Action item → Every entry below must be retyped exactly, and the pictures must be left out.

--- Source information ---

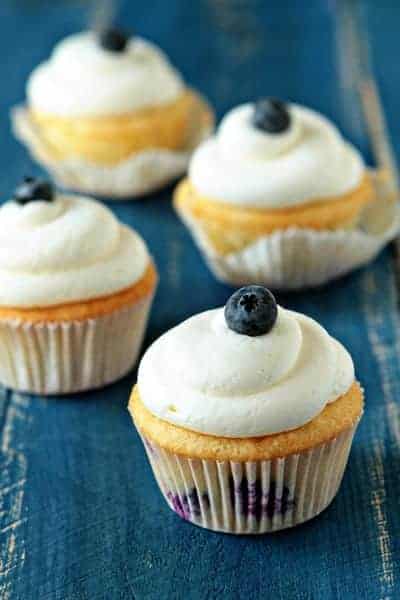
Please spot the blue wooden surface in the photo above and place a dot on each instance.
(80, 515)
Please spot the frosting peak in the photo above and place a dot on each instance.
(67, 250)
(245, 166)
(205, 377)
(83, 79)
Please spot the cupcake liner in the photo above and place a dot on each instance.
(139, 174)
(71, 356)
(255, 496)
(300, 258)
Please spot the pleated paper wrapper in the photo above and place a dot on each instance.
(251, 497)
(301, 258)
(139, 174)
(71, 356)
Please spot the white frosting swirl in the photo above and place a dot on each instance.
(244, 166)
(83, 79)
(205, 377)
(67, 250)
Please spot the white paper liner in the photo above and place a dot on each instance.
(255, 496)
(71, 356)
(140, 174)
(301, 258)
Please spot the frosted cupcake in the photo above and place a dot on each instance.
(109, 114)
(247, 415)
(76, 287)
(278, 197)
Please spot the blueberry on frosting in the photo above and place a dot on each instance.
(113, 40)
(32, 189)
(251, 311)
(271, 115)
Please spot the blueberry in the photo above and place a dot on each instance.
(252, 311)
(113, 40)
(271, 115)
(33, 189)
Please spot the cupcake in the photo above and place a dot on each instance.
(76, 288)
(278, 197)
(109, 114)
(247, 415)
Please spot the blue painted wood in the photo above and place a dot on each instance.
(80, 515)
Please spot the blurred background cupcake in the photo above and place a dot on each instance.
(76, 288)
(277, 196)
(108, 114)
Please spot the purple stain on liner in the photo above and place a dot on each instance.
(187, 506)
(250, 499)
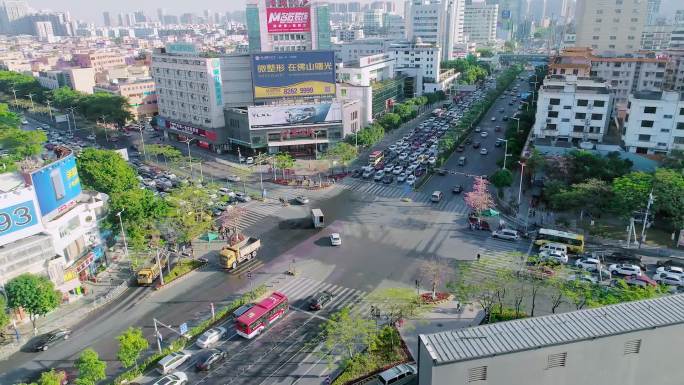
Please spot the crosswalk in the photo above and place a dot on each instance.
(299, 289)
(451, 203)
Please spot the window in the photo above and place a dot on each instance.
(556, 360)
(477, 374)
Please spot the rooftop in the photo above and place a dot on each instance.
(557, 329)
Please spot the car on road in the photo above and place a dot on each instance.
(210, 337)
(242, 197)
(670, 279)
(318, 300)
(175, 378)
(335, 239)
(507, 234)
(47, 340)
(302, 200)
(624, 269)
(208, 358)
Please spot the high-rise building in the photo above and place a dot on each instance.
(107, 18)
(479, 22)
(438, 22)
(294, 25)
(606, 26)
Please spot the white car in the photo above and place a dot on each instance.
(175, 378)
(210, 337)
(624, 269)
(588, 264)
(670, 279)
(335, 239)
(676, 270)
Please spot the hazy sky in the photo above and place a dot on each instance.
(91, 10)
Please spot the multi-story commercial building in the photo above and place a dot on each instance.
(99, 61)
(479, 22)
(571, 108)
(610, 26)
(591, 346)
(140, 94)
(290, 25)
(655, 123)
(78, 79)
(438, 22)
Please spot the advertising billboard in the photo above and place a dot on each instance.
(293, 74)
(296, 115)
(57, 185)
(288, 19)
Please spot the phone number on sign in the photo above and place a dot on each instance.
(298, 91)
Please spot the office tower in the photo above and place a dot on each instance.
(438, 22)
(605, 26)
(107, 19)
(275, 26)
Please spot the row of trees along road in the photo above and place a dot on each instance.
(115, 108)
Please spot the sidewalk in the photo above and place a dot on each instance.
(111, 284)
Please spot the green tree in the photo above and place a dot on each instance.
(131, 343)
(631, 192)
(106, 171)
(348, 331)
(33, 293)
(51, 377)
(501, 179)
(91, 369)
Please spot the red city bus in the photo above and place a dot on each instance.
(261, 315)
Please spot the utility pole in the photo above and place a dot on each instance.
(651, 199)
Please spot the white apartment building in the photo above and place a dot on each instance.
(479, 22)
(626, 75)
(438, 22)
(655, 123)
(610, 25)
(571, 108)
(189, 91)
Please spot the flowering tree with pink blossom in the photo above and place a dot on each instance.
(479, 199)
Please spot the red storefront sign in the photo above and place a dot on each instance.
(288, 19)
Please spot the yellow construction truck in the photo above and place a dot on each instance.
(149, 273)
(232, 255)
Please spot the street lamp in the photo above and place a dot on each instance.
(123, 233)
(522, 172)
(189, 156)
(506, 154)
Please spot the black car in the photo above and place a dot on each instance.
(208, 358)
(319, 300)
(48, 339)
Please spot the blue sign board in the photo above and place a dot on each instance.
(293, 74)
(57, 185)
(17, 217)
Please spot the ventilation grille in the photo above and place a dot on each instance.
(477, 374)
(632, 347)
(556, 360)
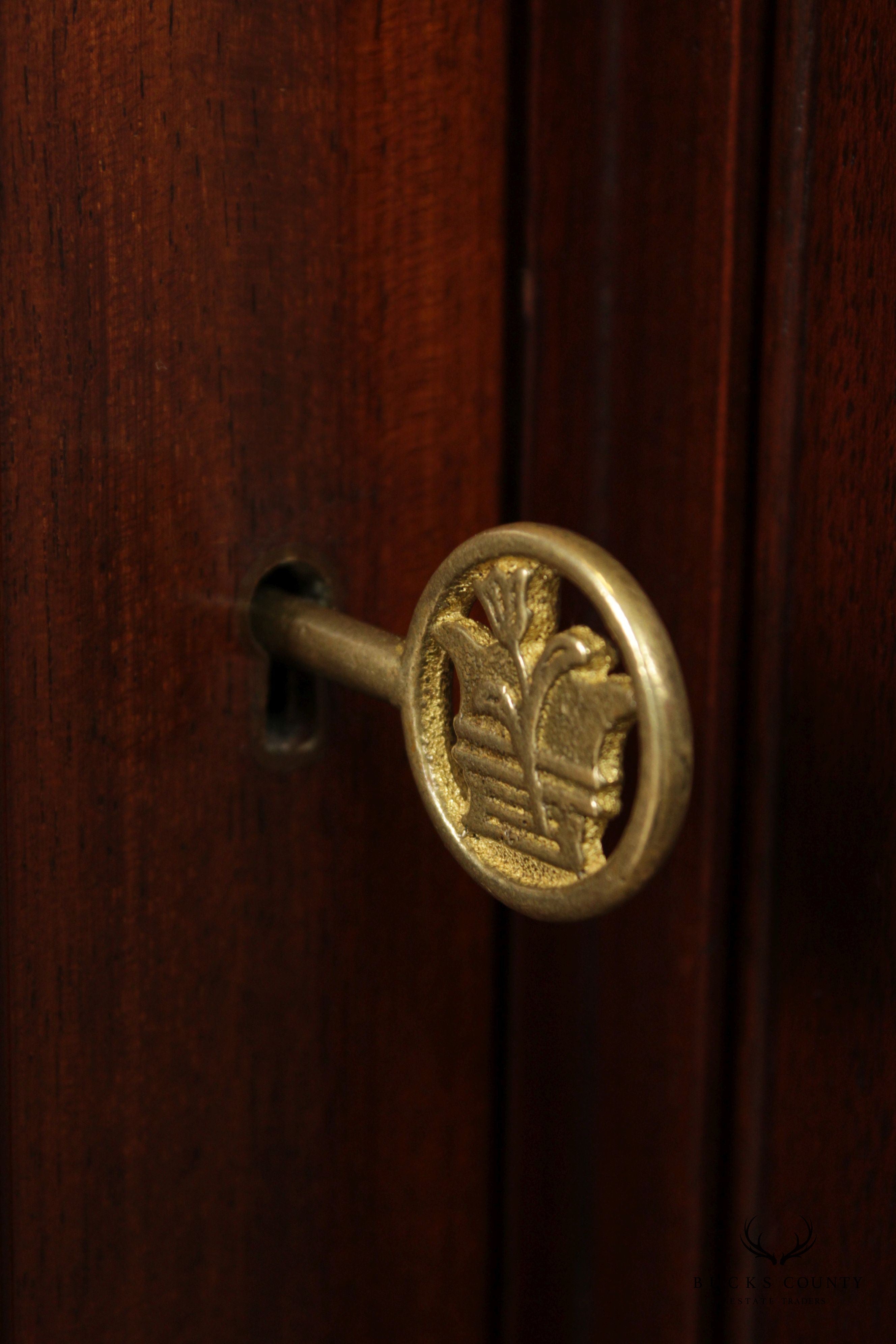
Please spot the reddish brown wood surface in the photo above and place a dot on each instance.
(252, 293)
(819, 1098)
(644, 218)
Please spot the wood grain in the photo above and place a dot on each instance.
(252, 295)
(824, 1030)
(645, 218)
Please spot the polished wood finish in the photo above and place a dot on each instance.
(645, 189)
(252, 272)
(815, 1102)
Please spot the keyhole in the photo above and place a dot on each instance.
(292, 721)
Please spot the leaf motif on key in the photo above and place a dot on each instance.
(542, 722)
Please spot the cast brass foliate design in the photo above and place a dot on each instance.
(523, 780)
(540, 730)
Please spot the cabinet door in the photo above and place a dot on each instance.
(708, 351)
(252, 280)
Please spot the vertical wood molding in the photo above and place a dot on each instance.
(645, 162)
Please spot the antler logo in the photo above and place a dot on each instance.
(542, 724)
(801, 1247)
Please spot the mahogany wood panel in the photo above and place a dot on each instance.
(821, 905)
(252, 283)
(644, 214)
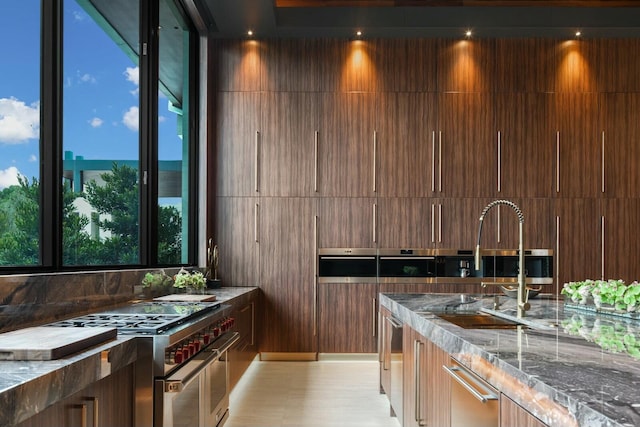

---

Output below →
Please spot the blue wooden surface in the photo above and place a dot on each instance.
(80, 515)
Please spot the frosting peak in the photo above and place a dot on each instance.
(67, 250)
(245, 166)
(205, 377)
(83, 79)
Please spot the cupcake liner in the photo above and place a dot on each instance.
(139, 174)
(71, 356)
(255, 496)
(300, 258)
Please spot the pleated paper wrapper in the photo above and place a dot on each instance.
(251, 497)
(301, 258)
(139, 174)
(71, 356)
Please spot the white frosting swirl in the photo above and place a dot on each instance.
(244, 166)
(83, 79)
(205, 377)
(67, 250)
Please spot the white paper liner in the photo above and place a dot on each instance.
(255, 496)
(71, 356)
(140, 174)
(301, 258)
Please spot the frosted cupcake in the photo above and place a dot on each instance.
(109, 114)
(247, 415)
(76, 287)
(278, 197)
Please spot the blueberry on frosting in the photo above and place a dot on each instance.
(113, 40)
(32, 189)
(251, 311)
(271, 115)
Please spot the blueberry in the photo above and place a dot on each instance.
(252, 311)
(113, 40)
(271, 115)
(33, 189)
Please spot the cupcake in the photo above and place a dot on each instance.
(76, 288)
(278, 197)
(109, 114)
(247, 415)
Please spot the blue painted wood in the photo above and place a dot on each instance.
(80, 515)
Please spot the blurred background cupcake in the photo above and place a dot on each instance.
(76, 288)
(277, 196)
(108, 114)
Please spot the purple stain on liner in the photo above and place a dot on each instance.
(187, 506)
(250, 499)
Please spot the crosswalk in the photo above and place a dot on each instance.
(299, 289)
(451, 203)
Please spot the window in the photo above and place a dot on each instance.
(556, 360)
(477, 374)
Please spot the rooftop in the photo above and place a dot on each instance.
(557, 329)
Please spot the car on road in the photo above and place a dot on each instance.
(210, 337)
(242, 197)
(670, 279)
(318, 300)
(175, 378)
(335, 239)
(507, 234)
(47, 340)
(302, 200)
(624, 269)
(208, 358)
Please spot the high-rise building in the photo above and place a dot on each instance.
(107, 18)
(479, 22)
(438, 22)
(294, 25)
(606, 26)
Please spot the white car in the photo above and place a dot on each instance.
(175, 378)
(210, 337)
(624, 269)
(588, 264)
(670, 279)
(335, 239)
(676, 270)
Please spot the hazy sky in the photo above and place a dot on each instance.
(91, 10)
Please spot the multi-story commercial building in the photo above and place a dot on each instance.
(99, 61)
(479, 22)
(571, 108)
(610, 26)
(591, 346)
(140, 94)
(290, 25)
(655, 123)
(78, 79)
(438, 22)
Please spot the advertising billboard in the photo above and place a dot on each instance.
(293, 74)
(296, 115)
(57, 185)
(288, 19)
Please spot the phone number on sign in the photo above and place a dot on each instance.
(298, 91)
Please spot the office tower in the photo above and place a dot on each instance.
(438, 22)
(605, 26)
(107, 19)
(275, 26)
Please spot the row of trees along road in the photo above and place a dot on each instance.
(115, 108)
Please spot the sidewalk in the photo above and place a dot on each instance.
(111, 284)
Please spot the green tree in the photo above and place a dot on each instance.
(131, 343)
(631, 192)
(106, 171)
(348, 331)
(33, 293)
(51, 377)
(501, 179)
(91, 369)
Please spot the red city bus in the photo above and place a dot on each instance.
(261, 315)
Please spot the utility pole in the photo above and place a dot on each instance.
(651, 199)
Please spot the white apartment building in the photo above and place a dot on each instance.
(479, 22)
(626, 75)
(438, 22)
(655, 123)
(610, 25)
(571, 108)
(189, 91)
Please spot the flowering tree with pink blossom in the photo above and place a dot on each instance.
(479, 199)
Please spot the red storefront sign in the photo above and place a dot on each instance.
(288, 19)
Please spot the yellow construction truck in the photo above and place a dot on each instance.
(149, 273)
(232, 255)
Please spot the street lamp in the photo above and place a dot on each instance.
(123, 233)
(522, 172)
(189, 156)
(506, 154)
Please spot the black car in the photo above and place a dot on each instance.
(208, 358)
(319, 300)
(48, 339)
Please spot the blue sign board in the photo above and place a dot on each instance.
(293, 74)
(57, 185)
(17, 217)
Please spot the ventilation grille in the photo above and place a dot on each instance.
(477, 374)
(632, 347)
(556, 360)
Please spot the reddish brown wood surface in the photo above and place a dot on each instance.
(252, 293)
(819, 1098)
(644, 218)
Please spot the wood grain in the photo above and place a dot on each instance.
(252, 295)
(824, 1030)
(645, 218)
Please spot the polished wood finish in the photo above and place a dot on each instance.
(645, 189)
(252, 272)
(815, 1102)
Please spot the keyhole in the photo above and place a dot on each instance.
(292, 721)
Please spot the leaf motif on key in the photo above and place a dot on each instance.
(542, 722)
Please spot the cast brass foliate design in the photo above and place a dot on each instance.
(523, 780)
(540, 730)
Please spot the cabinet door in the photo above and place a dot on each instance.
(708, 351)
(252, 280)
Please spot the vertical wood molding in the photo above and place a dot on each instance.
(645, 162)
Please spot the antler logo in the photo above and place a dot on each instance.
(542, 724)
(801, 1247)
Please spot the mahogany wood panel in the photo above and place a dot on each instance.
(821, 905)
(252, 283)
(644, 214)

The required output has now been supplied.